We believe that base salaries, which provide fixed compensation, should meet the objective of attracting and retaining the executive officers needed to manage our business successfully. Base salary adjustments, if any, are approved in December of each year and become effective January 1st of the following calendar year. After consideration of the review of peer company compensation previously prepared in 2019 by Mercer (US) Inc. (“Mercer”), a compensation consulting firm engaged by our Compensation Committee, which review indicated that the base salaries of our executive officers lagged behind the peer group, the Compensation Committee approved base salary increases effective January 1, 2022 for the members of the Executive Committee as follows: Mr. Baker – 2.9%, Mr. Bowman –3.5% and Mr. Miller –8.3% and Mr. Holladay, our General Counsel, 4.1%. Based on the same analysis, the Executive Committee approved a base salary increase for our other named executive officer, Mr. Hardin of 3%, also effective January 1, 2022. Additionally, the Compensation Committee approved a special 3% wage increase for all Company employees, including the foregoing officers, in July 2022, to express appreciation for everyone’s loyalty, hard work and dedication, and to assist employees with the increased costs of necessities caused by inflation. We believe following these increases, the base salaries of our named executive officers remained below the 25th percentile of our peer group based on Mercer’s most recent peer company compensation review. See “Benchmarking of Compensation” below for information regarding recent updates to the Mercer report.

21 

 

Annual Cash Bonus

 

Executive Committee Members and General Counsel Bonus Programs

 

For members of our Executive Committee and Mr. Holladay, the bonus program is essentially subjective, rather than utilizing objective criteria. The Executive Committee recommends bonuses for its members and Mr. Holladay, and the Compensation Committee reviews these recommendations and makes the final determination as to bonus awards. Although these bonus awards are not based on objective goals, our Company’s profitability has historically been the most significant item in determining bonus amounts for the Executive Committee members and Mr. Holladay. Mr. Hardin has historically participated in the general bonus program applicable to our other officers and employees. The Committee considered the Company’s increased profitability for 2022 compared to 2021 (an increase of $176.4 million in gross profit) and each individual’s workload and job performance in determining bonuses for the Executive Committee and Mr. Holladay for 2022, which were higher than the 2021 bonus awards as a result of the Company’s higher profitability.

▶ Records supplied:
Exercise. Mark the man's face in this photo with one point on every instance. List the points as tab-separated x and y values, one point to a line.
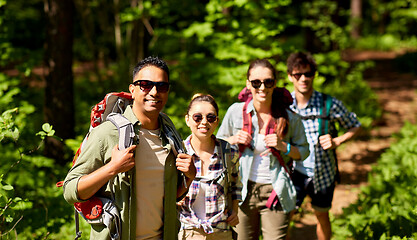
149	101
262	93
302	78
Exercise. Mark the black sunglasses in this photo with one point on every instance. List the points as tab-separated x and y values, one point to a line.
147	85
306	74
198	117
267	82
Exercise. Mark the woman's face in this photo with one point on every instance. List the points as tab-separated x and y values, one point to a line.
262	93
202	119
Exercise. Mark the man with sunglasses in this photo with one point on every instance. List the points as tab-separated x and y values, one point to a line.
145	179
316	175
==
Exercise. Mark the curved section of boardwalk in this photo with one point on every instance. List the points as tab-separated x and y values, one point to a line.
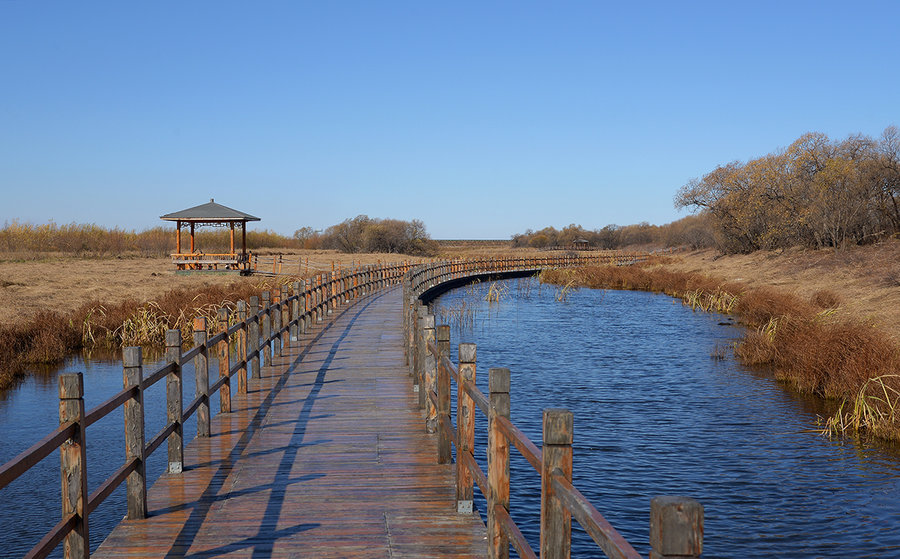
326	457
==
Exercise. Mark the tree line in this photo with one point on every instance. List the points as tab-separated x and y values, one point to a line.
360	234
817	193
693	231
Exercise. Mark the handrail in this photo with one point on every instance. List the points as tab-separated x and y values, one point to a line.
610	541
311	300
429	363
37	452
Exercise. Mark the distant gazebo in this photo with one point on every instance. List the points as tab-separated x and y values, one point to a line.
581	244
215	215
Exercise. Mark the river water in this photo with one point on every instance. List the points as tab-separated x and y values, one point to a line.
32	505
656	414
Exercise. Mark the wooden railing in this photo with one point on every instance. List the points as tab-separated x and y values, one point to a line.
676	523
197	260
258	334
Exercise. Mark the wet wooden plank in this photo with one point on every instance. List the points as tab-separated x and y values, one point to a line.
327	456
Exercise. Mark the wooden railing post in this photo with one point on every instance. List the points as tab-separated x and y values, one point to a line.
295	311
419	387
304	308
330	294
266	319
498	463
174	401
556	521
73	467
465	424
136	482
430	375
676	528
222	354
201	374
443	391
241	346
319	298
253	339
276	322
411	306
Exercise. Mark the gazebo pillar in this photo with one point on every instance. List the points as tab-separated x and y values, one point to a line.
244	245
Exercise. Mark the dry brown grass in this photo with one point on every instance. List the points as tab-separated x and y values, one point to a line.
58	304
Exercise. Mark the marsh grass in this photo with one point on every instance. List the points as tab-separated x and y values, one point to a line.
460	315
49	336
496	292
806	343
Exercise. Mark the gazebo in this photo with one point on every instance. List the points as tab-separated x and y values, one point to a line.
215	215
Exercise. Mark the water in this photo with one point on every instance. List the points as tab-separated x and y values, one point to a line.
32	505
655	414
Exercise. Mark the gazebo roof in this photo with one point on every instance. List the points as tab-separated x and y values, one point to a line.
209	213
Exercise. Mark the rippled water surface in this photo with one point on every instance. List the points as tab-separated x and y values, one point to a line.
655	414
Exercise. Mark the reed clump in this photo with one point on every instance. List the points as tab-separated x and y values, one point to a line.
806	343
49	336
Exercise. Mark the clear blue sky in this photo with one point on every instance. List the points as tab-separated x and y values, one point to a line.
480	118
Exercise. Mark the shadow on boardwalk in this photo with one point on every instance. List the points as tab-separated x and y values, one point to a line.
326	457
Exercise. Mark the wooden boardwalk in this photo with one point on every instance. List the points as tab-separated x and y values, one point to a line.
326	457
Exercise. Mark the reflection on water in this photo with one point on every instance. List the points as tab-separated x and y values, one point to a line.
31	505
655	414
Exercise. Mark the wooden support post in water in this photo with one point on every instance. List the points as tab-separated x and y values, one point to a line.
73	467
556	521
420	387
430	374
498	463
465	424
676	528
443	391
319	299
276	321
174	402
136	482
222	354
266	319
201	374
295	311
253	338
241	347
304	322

▶ Set exercise 1: In the executive compensation excerpt, why did the Compensation Committee approve a special 3% wage increase in July 2022? Answer in one to three sentences.
▶ Set exercise 2: Summarize the executive compensation excerpt in three sentences.
The records are separate material from the executive compensation excerpt.

▶ Task answer 1: The Compensation Committee approved the special 3% increase for all Company employees to express appreciation for everyone's loyalty, hard work and dedication. It was also meant to help employees with the higher costs of necessities caused by inflation.

▶ Task answer 2: Because Mercer's 2019 peer review showed that executive base salaries lagged behind the peer group, raises ranging from 2.9% to 8.3% took effect on January 1, 2022. All employees also received a special 3% increase in July 2022, yet named executive officers' base salaries remained below the 25th percentile of the peer group. Bonuses for Executive Committee members and Mr. Holladay are set subjectively, mainly on Company profitability, and they were higher for 2022 because gross profit rose by $176.4 million over 2021.